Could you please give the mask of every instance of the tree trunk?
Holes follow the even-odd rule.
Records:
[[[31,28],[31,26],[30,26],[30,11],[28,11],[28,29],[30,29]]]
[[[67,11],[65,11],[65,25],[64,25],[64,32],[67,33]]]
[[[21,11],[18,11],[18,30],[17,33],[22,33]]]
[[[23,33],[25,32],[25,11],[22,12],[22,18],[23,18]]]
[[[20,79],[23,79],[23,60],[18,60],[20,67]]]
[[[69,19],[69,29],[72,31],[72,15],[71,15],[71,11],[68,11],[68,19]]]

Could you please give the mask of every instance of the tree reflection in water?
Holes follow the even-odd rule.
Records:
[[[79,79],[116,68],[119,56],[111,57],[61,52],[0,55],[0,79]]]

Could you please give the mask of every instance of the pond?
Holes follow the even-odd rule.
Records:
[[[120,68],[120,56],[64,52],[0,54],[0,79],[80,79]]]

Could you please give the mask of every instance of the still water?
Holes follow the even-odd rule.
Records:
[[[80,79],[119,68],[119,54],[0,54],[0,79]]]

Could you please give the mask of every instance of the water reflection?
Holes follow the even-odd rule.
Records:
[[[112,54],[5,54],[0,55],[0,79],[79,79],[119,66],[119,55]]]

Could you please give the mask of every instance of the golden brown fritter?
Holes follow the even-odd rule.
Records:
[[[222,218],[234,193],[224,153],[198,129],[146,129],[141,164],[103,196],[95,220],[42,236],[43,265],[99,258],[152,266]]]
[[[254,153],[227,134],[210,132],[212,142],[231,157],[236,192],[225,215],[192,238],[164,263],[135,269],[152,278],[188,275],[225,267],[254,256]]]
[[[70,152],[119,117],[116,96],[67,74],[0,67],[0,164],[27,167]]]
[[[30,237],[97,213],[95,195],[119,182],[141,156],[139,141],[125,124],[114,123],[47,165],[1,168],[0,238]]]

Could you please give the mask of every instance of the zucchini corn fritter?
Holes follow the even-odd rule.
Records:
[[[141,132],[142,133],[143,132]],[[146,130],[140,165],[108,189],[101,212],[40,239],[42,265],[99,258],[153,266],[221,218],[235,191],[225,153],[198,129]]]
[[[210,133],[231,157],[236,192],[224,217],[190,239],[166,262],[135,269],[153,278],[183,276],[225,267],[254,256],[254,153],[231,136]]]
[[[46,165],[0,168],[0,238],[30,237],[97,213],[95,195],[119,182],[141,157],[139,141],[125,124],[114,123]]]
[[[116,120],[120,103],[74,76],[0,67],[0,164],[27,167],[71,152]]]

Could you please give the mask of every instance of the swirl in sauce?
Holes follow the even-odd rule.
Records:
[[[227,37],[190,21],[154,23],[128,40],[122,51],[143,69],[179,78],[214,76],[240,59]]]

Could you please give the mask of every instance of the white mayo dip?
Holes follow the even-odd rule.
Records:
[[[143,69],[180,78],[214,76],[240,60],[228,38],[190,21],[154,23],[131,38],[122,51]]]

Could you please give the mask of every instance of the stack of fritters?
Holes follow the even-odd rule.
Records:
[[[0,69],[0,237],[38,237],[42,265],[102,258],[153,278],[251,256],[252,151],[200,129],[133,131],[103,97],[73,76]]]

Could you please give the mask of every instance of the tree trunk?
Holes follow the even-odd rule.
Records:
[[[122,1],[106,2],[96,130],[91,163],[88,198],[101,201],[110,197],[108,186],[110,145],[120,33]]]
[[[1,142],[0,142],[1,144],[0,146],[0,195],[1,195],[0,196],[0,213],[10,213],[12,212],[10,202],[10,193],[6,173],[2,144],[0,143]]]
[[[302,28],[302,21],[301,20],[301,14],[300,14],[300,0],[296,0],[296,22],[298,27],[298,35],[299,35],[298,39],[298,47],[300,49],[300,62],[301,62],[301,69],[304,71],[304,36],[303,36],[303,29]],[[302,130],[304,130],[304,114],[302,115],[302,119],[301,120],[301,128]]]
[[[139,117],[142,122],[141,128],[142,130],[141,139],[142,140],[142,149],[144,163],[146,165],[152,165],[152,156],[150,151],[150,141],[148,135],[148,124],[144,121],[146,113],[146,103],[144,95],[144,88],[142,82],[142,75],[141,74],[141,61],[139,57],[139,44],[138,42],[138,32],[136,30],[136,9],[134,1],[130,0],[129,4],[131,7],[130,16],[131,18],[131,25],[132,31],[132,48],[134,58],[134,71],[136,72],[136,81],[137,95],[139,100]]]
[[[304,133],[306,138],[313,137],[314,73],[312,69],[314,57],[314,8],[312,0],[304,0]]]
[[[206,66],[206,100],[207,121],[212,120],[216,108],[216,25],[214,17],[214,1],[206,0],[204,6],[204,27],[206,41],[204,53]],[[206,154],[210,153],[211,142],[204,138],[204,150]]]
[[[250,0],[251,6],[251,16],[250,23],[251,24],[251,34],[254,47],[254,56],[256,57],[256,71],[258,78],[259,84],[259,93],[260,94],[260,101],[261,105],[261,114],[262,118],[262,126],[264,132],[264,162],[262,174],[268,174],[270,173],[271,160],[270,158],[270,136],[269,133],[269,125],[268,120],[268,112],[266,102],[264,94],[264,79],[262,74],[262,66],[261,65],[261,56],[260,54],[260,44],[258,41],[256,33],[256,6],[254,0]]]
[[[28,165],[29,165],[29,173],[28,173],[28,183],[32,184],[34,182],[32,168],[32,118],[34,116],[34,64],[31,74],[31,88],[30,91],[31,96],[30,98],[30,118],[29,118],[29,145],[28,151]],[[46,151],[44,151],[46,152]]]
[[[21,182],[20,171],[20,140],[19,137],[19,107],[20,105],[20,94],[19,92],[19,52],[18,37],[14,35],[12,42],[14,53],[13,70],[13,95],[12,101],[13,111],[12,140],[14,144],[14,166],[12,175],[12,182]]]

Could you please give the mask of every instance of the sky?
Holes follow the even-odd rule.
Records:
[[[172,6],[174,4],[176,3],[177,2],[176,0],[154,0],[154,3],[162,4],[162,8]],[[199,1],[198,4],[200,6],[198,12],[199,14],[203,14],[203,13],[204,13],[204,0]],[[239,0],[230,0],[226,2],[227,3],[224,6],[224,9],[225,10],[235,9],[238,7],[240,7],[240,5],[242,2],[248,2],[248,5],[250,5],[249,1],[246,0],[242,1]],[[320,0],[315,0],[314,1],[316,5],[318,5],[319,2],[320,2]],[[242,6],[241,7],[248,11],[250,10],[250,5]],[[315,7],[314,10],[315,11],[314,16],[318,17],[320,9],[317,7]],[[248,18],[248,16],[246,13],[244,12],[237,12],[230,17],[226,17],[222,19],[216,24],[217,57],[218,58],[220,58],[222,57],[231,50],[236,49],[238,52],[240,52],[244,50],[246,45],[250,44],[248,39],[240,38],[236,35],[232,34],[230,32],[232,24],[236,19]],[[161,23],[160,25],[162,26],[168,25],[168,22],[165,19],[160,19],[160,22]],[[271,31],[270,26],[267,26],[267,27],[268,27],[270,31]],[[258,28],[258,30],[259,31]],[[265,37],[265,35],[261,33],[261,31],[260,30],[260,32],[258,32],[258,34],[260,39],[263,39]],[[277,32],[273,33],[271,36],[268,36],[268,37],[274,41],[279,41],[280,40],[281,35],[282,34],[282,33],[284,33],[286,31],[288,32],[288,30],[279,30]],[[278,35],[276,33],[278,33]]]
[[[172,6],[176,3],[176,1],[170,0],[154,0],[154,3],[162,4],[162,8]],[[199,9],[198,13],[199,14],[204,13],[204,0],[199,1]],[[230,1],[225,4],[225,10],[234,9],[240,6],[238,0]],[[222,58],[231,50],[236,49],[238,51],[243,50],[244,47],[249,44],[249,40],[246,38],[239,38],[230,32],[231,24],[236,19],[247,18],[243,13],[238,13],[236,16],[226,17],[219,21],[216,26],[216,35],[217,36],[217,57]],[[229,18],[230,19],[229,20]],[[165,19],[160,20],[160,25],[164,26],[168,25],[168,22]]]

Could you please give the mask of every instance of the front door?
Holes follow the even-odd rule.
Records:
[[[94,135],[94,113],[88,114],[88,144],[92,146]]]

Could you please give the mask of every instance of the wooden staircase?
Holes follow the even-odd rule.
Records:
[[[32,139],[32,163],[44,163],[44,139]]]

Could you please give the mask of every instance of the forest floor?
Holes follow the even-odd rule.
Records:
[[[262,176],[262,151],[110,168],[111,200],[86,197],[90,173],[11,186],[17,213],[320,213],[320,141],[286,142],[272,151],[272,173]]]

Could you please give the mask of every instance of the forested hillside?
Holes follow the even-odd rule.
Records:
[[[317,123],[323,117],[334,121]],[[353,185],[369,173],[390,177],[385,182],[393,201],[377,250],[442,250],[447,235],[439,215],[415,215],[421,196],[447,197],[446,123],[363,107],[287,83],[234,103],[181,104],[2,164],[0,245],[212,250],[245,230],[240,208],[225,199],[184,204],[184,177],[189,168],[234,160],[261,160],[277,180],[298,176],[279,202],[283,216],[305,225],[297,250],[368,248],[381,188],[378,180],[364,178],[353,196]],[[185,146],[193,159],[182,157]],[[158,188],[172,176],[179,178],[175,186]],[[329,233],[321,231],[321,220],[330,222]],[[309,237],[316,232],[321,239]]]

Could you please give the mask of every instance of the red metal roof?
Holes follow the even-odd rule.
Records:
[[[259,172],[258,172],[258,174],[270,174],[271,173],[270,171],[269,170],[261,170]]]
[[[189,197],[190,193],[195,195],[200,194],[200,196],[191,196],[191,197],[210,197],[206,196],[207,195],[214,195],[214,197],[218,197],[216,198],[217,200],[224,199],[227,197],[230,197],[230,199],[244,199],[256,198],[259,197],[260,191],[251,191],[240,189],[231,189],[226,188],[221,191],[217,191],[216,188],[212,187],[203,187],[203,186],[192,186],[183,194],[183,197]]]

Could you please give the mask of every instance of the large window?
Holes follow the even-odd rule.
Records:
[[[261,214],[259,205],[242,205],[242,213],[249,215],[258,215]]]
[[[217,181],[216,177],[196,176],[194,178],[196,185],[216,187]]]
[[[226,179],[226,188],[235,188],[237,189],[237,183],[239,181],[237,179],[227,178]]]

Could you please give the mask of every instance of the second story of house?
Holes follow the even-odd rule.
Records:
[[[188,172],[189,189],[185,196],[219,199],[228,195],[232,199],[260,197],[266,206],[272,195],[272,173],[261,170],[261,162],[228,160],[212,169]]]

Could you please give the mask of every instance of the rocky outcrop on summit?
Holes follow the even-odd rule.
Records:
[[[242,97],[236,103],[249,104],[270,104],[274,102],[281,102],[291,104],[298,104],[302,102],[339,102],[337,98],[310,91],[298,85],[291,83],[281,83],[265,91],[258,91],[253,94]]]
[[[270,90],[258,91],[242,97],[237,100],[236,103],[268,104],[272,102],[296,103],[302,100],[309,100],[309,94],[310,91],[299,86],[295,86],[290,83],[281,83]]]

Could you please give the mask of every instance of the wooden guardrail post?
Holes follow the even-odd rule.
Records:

→ **REQUIREMENTS**: Reproduce verbatim the lines from the one containing "wooden guardrail post?" through the end of the data.

→ **OUTPUT OF THE EXERCISE**:
Could you please give the mask of every instance of the wooden guardrail post?
Holes follow the even-odd rule.
Records:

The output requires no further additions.